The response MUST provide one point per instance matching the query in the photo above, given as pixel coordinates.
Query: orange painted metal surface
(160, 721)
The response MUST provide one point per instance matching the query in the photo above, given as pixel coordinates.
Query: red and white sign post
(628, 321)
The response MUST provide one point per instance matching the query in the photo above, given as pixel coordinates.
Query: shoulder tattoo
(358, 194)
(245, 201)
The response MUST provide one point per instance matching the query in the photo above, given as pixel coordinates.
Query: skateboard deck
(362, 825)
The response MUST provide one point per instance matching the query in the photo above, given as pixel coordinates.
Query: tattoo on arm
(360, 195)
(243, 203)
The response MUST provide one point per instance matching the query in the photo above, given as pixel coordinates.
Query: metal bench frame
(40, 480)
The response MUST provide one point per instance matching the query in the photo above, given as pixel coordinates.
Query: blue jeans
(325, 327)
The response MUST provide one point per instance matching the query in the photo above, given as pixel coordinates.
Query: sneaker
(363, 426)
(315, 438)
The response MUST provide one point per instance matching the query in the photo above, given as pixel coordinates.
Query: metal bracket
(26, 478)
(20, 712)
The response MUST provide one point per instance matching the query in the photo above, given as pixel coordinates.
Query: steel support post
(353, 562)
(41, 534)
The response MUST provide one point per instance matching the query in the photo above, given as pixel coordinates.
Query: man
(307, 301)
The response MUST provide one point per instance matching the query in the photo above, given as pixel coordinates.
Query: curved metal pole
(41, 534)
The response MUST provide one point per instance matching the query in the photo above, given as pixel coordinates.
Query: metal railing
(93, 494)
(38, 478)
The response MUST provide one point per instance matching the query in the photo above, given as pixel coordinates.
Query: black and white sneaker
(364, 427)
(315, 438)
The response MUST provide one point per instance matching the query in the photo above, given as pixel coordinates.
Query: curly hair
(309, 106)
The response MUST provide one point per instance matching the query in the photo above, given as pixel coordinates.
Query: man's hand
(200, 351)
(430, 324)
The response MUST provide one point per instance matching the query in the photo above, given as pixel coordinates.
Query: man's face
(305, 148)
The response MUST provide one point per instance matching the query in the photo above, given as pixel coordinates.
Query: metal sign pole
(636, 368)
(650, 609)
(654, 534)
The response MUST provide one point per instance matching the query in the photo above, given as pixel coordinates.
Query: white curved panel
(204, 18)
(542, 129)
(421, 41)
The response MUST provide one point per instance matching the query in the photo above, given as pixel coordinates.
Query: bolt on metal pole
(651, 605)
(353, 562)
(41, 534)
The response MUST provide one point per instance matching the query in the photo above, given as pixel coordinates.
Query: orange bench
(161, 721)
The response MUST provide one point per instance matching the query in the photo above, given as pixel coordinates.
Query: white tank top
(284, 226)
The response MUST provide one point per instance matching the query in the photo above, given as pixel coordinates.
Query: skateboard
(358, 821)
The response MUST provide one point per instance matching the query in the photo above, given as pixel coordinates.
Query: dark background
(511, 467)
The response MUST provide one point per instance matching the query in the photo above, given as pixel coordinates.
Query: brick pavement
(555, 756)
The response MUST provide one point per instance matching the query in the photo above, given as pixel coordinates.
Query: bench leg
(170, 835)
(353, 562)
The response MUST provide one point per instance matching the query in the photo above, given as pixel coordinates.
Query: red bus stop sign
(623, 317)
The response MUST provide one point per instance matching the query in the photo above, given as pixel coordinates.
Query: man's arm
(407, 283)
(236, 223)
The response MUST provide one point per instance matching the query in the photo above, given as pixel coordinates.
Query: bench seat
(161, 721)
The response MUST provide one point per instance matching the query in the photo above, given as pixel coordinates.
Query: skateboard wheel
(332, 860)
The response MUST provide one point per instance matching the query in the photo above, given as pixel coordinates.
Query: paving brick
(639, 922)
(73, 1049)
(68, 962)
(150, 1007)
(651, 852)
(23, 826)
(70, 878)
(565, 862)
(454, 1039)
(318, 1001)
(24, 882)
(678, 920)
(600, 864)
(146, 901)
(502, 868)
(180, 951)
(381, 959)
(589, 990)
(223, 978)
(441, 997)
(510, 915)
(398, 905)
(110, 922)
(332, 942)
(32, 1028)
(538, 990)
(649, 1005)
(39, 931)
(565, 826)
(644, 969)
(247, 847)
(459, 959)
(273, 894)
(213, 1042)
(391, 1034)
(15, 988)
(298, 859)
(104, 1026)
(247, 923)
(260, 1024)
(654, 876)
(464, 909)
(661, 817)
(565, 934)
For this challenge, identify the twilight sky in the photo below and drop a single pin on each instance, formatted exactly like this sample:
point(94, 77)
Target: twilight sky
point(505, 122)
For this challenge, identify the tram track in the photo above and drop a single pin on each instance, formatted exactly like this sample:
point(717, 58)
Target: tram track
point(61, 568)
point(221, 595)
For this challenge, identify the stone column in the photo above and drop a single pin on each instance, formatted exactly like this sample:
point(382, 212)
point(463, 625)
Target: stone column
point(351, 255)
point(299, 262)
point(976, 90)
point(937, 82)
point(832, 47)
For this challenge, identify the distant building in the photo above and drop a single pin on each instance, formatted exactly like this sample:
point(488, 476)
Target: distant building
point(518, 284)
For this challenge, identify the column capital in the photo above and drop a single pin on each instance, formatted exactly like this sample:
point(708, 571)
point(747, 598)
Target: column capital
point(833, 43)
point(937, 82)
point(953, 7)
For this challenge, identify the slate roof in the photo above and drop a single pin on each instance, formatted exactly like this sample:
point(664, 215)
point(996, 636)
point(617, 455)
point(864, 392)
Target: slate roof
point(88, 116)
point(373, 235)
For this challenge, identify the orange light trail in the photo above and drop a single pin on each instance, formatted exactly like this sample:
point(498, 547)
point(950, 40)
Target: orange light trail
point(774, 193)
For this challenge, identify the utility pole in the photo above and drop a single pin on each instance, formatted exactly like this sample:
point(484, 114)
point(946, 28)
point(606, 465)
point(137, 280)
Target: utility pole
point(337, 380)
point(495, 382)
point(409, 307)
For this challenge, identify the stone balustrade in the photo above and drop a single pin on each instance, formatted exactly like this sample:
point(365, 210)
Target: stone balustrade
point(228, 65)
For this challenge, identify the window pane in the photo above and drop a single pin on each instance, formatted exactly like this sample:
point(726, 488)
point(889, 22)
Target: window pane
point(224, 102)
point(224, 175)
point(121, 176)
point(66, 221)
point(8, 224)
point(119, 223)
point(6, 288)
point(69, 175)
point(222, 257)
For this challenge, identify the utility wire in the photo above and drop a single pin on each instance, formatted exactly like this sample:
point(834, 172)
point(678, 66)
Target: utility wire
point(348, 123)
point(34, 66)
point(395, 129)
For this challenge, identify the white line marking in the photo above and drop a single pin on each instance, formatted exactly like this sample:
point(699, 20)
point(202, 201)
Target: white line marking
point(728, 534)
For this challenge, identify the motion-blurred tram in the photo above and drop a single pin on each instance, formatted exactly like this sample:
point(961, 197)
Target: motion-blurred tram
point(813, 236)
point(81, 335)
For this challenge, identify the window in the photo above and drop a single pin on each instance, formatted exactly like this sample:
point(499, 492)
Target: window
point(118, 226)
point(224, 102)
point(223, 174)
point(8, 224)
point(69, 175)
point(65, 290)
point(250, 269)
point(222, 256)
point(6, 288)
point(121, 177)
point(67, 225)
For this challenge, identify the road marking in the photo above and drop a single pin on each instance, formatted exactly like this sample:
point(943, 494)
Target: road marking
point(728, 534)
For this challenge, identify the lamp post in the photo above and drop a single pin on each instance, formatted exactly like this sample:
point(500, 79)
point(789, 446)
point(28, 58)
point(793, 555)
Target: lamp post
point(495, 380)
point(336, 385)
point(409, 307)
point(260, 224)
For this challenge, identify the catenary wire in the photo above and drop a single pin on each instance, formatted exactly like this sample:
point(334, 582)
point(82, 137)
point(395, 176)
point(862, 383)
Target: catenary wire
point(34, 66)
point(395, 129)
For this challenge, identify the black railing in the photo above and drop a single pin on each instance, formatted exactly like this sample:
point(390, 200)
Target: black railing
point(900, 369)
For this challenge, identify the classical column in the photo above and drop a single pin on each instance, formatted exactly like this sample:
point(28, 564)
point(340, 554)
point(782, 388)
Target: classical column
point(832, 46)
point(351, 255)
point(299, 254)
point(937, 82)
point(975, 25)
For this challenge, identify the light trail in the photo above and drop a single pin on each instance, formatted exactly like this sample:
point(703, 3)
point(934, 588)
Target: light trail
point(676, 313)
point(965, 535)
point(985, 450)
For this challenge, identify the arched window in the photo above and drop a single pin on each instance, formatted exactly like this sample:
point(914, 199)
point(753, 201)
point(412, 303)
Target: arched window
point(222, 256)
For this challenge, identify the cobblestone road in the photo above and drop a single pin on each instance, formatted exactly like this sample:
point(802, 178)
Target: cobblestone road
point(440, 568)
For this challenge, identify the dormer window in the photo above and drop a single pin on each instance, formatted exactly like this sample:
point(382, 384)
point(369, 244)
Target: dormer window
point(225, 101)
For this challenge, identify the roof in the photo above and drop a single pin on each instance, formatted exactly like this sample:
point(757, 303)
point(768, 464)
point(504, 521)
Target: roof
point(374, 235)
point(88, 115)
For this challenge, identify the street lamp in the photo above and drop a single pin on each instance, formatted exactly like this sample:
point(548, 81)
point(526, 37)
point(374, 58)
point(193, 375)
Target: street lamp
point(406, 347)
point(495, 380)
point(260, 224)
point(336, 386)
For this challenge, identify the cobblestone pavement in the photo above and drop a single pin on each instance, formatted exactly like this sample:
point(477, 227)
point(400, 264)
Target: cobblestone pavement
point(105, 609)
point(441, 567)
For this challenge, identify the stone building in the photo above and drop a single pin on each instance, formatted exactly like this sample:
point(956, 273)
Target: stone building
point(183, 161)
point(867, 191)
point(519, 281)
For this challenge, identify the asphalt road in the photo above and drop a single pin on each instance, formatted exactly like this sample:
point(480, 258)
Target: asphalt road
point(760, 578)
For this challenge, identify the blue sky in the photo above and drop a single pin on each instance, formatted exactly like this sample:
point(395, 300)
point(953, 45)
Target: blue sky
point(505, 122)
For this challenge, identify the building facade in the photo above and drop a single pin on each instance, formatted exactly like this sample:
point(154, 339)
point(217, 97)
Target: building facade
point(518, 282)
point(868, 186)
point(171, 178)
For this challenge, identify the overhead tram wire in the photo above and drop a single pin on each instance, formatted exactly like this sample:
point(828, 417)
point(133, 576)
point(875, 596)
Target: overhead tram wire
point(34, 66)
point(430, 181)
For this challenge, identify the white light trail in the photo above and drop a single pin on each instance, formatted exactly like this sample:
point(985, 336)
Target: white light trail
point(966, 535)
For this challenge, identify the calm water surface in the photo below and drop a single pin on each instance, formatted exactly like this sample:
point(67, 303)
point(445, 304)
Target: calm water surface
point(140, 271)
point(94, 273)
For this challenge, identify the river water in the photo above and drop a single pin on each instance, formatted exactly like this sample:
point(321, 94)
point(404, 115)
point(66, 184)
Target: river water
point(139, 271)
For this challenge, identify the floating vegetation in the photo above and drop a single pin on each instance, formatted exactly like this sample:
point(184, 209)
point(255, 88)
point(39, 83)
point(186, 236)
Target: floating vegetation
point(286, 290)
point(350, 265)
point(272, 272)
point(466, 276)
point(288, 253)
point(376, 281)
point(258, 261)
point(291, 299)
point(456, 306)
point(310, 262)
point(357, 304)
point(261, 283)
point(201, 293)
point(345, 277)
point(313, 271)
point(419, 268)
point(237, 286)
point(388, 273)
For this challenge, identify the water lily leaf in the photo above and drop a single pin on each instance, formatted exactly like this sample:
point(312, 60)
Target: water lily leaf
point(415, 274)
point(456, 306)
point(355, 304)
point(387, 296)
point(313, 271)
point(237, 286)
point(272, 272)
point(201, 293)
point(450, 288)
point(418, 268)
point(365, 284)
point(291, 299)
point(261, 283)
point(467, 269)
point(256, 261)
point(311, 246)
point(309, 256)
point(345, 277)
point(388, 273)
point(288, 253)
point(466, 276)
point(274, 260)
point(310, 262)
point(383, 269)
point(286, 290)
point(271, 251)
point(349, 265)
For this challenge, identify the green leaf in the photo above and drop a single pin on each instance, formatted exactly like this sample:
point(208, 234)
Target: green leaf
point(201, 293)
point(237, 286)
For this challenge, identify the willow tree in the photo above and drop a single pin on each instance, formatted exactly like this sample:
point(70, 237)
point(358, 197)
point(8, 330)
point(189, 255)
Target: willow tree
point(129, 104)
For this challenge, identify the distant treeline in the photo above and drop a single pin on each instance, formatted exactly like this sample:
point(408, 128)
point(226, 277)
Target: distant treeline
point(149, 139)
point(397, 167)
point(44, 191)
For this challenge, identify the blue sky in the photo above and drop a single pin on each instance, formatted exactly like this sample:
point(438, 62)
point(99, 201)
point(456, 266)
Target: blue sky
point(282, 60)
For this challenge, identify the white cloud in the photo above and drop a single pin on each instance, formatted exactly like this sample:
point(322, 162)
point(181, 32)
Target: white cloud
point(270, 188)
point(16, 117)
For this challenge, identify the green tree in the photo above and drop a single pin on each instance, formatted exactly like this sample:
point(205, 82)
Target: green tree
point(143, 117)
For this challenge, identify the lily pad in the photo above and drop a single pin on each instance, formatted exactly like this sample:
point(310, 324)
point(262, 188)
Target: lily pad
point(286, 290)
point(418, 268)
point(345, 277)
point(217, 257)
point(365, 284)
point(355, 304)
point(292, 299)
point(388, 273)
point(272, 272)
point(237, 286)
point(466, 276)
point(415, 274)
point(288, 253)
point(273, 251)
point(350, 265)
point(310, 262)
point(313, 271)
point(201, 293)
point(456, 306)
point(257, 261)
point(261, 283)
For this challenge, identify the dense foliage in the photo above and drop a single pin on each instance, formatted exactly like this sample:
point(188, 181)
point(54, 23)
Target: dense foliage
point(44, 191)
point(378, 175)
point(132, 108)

::::

▶ **The exercise**:
Write out the lines above word for word, from the line containing "For this challenge, identify the roof" up to and including the line containing "point(94, 273)".

▶ **Correct output**:
For this challenge, identify the roof in the photo above and drop a single pin on each instance, formatted exactly like this sample:
point(757, 303)
point(768, 464)
point(504, 521)
Target: roof
point(374, 235)
point(88, 115)
For this challenge, identify the street lamp in the photo above and drop a single pin on each instance, formatted exactly like this sample:
point(548, 81)
point(526, 37)
point(374, 58)
point(193, 375)
Target: street lamp
point(406, 347)
point(495, 380)
point(260, 224)
point(336, 386)
For this challenge, identify the cobblestone pavement in the photo above and drop a single pin on each instance, formatted exactly like this sample:
point(477, 227)
point(400, 264)
Target: cobblestone pavement
point(105, 609)
point(441, 567)
For this challenge, identify the stone building in the photo above and drop a single pin on each instance, formatted exactly like this sample:
point(956, 273)
Target: stone building
point(183, 161)
point(867, 191)
point(519, 281)
For this challenge, identify the asphalt road in the photo above and drop a single pin on each instance, formatted exactly like this sample:
point(480, 258)
Target: asphalt road
point(760, 578)
For this challenge, identify the blue sky in the photo above and drop a single pin on each instance, formatted exactly like this sample:
point(395, 300)
point(953, 45)
Target: blue sky
point(505, 122)
For this challenge, identify the building facade in the photo above and drop a single pin on each instance, formatted exactly like this sample:
point(154, 339)
point(217, 97)
Target: building facade
point(518, 282)
point(868, 186)
point(171, 178)
For this challenge, identify the overhead tram wire in the photo above and drop a single pin on each instance, formatted exactly like this sample:
point(828, 417)
point(133, 576)
point(875, 596)
Target: overhead tram wire
point(34, 66)
point(430, 181)
For this challenge, identify the white light trail in the photo above and drop a single pin on each instance, formatted exactly like this sample:
point(985, 336)
Target: white light trail
point(966, 535)
For this challenge, identify the calm water surface in the photo below and drop a single pin on each instance, formatted exactly like this sample:
point(67, 303)
point(445, 304)
Target: calm water surface
point(140, 271)
point(94, 273)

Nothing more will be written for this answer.